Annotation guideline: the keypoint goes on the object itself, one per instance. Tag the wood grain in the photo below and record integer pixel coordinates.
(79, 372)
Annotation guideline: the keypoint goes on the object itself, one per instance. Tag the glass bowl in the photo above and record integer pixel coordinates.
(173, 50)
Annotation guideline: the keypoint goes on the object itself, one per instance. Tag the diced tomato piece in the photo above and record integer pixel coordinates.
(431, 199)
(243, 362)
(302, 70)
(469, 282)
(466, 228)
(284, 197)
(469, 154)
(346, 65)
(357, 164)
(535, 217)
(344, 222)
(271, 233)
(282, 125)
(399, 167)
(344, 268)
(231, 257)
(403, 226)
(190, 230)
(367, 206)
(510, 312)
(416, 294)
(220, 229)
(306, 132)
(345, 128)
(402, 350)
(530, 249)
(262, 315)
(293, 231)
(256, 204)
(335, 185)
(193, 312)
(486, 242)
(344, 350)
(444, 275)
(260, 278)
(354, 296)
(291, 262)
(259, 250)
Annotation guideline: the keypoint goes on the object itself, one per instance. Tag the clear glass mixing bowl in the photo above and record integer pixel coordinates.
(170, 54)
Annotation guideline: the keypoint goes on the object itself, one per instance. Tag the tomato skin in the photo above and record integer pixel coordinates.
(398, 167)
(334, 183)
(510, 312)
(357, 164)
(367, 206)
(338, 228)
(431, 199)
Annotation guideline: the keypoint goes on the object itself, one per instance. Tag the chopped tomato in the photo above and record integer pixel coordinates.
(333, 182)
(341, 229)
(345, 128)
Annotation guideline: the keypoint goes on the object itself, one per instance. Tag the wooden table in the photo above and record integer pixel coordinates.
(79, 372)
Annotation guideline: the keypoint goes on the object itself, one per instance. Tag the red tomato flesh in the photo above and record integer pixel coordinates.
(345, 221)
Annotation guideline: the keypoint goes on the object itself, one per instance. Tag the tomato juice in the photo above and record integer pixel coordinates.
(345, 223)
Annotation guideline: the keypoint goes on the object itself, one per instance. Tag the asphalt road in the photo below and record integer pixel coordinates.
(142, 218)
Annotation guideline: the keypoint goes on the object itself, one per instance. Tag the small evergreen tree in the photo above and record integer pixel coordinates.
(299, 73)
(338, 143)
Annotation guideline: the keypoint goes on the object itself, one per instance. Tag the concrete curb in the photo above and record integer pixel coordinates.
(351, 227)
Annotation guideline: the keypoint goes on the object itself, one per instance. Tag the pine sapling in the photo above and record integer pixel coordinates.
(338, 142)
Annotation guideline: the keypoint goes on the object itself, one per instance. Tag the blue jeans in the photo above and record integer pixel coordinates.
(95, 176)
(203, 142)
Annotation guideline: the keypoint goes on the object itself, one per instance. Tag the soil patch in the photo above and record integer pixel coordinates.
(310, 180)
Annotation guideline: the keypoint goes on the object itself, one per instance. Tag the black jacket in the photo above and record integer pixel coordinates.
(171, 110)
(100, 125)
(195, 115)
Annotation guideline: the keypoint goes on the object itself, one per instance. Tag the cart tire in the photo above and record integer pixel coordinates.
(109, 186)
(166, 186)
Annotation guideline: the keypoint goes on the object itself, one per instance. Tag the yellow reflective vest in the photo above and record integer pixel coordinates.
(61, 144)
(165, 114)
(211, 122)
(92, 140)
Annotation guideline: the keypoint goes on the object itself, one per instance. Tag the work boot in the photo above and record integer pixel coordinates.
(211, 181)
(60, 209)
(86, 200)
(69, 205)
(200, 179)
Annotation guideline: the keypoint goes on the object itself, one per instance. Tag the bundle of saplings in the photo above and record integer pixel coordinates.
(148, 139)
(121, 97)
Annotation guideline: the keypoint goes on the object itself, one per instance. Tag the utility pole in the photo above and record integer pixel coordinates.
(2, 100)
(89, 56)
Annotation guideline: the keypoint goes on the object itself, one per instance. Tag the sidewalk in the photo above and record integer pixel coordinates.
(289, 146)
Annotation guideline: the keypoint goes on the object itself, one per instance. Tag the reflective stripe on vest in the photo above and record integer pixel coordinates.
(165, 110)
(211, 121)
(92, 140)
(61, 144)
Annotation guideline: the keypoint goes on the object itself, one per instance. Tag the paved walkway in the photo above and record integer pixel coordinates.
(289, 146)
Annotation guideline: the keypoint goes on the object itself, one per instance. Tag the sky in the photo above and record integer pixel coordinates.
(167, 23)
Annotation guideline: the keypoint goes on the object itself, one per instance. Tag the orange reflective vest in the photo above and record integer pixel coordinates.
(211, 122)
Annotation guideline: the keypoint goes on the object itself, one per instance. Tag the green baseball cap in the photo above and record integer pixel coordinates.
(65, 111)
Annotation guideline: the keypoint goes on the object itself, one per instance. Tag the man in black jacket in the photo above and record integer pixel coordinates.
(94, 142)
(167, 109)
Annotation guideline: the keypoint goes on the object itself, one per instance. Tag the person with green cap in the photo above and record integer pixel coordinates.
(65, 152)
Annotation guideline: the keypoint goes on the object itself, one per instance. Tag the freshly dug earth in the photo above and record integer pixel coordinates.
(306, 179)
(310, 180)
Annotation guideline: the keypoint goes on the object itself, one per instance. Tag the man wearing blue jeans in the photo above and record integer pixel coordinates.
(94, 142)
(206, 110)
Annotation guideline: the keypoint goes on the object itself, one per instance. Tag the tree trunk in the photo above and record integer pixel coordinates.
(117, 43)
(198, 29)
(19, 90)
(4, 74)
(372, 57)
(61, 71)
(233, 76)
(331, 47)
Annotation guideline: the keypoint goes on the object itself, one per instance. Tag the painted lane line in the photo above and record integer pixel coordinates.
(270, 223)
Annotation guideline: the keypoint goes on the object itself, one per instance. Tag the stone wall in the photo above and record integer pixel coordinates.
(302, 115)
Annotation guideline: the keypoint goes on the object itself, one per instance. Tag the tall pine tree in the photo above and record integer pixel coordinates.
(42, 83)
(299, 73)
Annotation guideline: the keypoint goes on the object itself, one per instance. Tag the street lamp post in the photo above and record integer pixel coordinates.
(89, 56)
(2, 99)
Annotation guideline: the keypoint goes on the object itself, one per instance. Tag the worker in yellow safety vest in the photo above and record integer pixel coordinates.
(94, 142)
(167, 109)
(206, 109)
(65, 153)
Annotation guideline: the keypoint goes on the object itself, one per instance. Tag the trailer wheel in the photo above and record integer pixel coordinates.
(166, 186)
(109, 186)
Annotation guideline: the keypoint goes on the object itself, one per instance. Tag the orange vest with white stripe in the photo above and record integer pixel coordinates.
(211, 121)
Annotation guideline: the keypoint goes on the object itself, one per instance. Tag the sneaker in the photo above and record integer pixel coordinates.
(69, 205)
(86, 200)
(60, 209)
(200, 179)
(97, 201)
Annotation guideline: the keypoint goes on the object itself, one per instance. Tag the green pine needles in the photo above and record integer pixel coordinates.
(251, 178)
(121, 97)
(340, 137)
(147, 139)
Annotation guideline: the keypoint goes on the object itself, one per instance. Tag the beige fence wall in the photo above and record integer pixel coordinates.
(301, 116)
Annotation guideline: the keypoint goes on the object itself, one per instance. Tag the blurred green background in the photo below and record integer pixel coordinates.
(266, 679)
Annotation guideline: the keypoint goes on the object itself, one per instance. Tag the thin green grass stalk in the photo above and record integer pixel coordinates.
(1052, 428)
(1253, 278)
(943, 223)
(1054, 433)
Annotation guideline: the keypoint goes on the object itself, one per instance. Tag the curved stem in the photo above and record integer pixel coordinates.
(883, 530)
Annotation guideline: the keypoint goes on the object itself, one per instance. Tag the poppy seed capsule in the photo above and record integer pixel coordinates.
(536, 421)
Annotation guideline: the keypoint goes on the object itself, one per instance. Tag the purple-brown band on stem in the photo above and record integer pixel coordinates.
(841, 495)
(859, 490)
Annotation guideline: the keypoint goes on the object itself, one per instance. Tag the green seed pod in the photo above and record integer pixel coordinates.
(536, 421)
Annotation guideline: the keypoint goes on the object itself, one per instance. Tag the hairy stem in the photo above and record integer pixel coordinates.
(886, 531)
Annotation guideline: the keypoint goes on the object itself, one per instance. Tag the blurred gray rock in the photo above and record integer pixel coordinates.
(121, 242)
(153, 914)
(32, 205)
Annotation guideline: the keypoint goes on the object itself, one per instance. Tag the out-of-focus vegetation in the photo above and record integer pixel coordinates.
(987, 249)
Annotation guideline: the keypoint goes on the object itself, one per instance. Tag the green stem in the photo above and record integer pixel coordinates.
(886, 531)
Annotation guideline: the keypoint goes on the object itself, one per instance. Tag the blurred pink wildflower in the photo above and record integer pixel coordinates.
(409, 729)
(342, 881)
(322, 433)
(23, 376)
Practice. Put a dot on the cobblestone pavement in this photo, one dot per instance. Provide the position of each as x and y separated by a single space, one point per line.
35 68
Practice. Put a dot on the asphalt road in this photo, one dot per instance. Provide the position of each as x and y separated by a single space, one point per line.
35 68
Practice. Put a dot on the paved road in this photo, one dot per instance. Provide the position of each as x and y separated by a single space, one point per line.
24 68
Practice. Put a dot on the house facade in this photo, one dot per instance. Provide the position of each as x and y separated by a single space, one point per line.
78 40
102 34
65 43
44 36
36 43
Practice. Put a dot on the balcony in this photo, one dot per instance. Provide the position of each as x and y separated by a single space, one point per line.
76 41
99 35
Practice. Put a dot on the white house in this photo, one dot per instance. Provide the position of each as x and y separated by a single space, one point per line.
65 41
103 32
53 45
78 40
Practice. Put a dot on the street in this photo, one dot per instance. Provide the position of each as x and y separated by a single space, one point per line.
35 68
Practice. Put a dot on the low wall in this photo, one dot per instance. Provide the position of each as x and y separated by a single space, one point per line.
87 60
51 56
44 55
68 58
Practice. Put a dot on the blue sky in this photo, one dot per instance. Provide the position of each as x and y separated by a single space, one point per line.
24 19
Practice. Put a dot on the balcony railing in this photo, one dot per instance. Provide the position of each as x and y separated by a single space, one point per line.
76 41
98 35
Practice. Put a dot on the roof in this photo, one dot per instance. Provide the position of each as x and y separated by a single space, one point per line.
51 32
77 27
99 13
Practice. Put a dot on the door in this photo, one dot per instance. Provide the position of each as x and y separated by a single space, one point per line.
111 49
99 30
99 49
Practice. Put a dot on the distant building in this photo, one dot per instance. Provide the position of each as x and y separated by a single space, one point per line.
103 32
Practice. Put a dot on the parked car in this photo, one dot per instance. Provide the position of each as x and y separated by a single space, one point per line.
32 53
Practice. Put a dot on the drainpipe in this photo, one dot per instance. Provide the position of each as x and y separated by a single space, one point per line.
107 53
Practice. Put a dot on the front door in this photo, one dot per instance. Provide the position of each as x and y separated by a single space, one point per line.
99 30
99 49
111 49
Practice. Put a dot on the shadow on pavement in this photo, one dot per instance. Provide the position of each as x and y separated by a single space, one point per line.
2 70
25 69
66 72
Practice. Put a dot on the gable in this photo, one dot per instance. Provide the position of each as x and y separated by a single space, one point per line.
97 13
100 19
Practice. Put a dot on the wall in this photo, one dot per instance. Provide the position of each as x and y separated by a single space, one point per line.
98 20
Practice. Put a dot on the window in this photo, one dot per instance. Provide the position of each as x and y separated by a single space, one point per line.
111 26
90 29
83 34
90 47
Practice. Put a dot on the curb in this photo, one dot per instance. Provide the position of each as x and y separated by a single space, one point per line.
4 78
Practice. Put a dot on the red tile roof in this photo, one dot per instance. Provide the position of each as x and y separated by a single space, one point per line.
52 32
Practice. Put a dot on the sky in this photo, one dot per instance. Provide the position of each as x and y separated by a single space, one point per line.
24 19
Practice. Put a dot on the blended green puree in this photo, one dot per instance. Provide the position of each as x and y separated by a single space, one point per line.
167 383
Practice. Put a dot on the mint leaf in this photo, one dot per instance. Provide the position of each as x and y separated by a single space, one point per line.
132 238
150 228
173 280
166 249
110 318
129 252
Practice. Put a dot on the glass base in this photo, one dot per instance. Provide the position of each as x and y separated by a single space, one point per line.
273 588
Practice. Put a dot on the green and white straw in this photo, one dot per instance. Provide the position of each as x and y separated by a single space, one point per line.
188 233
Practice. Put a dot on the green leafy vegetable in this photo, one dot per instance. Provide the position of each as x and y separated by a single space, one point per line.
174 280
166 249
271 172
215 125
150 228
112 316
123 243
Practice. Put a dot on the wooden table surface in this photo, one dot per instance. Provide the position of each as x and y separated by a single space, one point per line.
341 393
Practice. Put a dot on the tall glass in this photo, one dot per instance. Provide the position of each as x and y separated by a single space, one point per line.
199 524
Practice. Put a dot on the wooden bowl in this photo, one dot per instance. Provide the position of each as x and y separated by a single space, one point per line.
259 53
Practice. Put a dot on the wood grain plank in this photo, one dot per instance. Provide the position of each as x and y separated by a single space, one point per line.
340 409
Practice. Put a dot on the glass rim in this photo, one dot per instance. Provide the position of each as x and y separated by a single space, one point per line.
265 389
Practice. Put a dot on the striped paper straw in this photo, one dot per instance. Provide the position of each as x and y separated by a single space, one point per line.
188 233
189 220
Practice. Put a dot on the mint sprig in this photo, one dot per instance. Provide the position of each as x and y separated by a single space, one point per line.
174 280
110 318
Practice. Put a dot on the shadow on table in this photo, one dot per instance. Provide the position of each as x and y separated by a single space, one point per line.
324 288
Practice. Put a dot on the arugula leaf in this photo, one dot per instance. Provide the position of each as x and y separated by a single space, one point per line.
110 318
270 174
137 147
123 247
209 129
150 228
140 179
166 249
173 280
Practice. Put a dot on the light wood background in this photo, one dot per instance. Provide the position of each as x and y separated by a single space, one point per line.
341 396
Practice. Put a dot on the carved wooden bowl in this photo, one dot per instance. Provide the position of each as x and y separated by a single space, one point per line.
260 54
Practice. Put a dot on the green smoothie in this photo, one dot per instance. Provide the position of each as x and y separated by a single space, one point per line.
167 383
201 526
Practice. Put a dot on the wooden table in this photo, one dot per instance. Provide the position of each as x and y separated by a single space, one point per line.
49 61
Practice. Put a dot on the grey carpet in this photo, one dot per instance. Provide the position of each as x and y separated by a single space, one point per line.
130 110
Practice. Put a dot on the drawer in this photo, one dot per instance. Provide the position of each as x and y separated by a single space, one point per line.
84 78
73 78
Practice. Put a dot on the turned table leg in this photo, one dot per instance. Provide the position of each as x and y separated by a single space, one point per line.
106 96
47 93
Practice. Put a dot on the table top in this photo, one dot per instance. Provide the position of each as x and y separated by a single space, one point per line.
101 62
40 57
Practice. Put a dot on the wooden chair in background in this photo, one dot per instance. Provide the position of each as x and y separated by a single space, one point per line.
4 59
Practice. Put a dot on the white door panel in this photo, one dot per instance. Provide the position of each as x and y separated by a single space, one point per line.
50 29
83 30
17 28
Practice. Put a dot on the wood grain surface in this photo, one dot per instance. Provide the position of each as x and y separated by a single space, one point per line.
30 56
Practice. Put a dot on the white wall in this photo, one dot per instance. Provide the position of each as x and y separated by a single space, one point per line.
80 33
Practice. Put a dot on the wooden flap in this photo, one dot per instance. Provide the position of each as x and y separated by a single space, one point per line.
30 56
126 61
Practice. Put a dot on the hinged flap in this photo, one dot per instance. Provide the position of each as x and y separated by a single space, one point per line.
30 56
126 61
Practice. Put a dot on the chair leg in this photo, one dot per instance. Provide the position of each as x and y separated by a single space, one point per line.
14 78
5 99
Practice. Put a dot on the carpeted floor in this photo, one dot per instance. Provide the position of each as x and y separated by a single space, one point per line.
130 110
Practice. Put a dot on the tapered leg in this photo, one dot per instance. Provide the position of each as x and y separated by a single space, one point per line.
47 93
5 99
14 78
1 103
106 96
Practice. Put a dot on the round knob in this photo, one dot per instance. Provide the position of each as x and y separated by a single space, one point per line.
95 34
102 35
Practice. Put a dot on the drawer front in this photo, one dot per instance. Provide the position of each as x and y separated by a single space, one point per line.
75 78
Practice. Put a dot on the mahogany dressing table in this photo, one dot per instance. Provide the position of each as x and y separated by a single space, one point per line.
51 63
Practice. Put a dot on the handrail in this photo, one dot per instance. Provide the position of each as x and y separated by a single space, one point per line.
====================
● **EXERCISE GOAL**
Rewrite the items from the line that holds "Practice. Put a dot on the chair" through the end of the items, replacing "dot" with "mark" and leaving everything else the same.

● **CORRECT RESPONSE**
Practice. Put a mark on the chair leg in this photo, one mark per instance. Provide the position of each as x and y separated by a single space, one point per line.
14 78
5 99
Practice. Put a mark on the carpeted floor in this photo, one mark per instance. Provide the position of each as x and y separated by a single space, one point per line.
130 110
Practice. Put a mark on the tapered leg in this photo, one mark per instance. Provide the position of each as x and y separated by a single space, one point per line.
47 93
5 99
14 78
1 103
106 96
Practice. Put a mark on the round knob in this photo, one mark per instance. Provide the position of each as x and y separated by a single space, one point per line.
95 34
102 35
Practice. Put a mark on the drawer front in this photo, one mark per instance. Provide the position of each as x and y separated by a single space, one point per line.
75 78
Practice. Put a mark on the mahogany dressing table in this photo, one mark per instance. Provide the position of each as x and y separated by a single space, one point per line.
51 63
Practice. Put a mark on the handrail in this photo, one mark per instance. Provide the position of each as x and y separated by a single space, one point per line.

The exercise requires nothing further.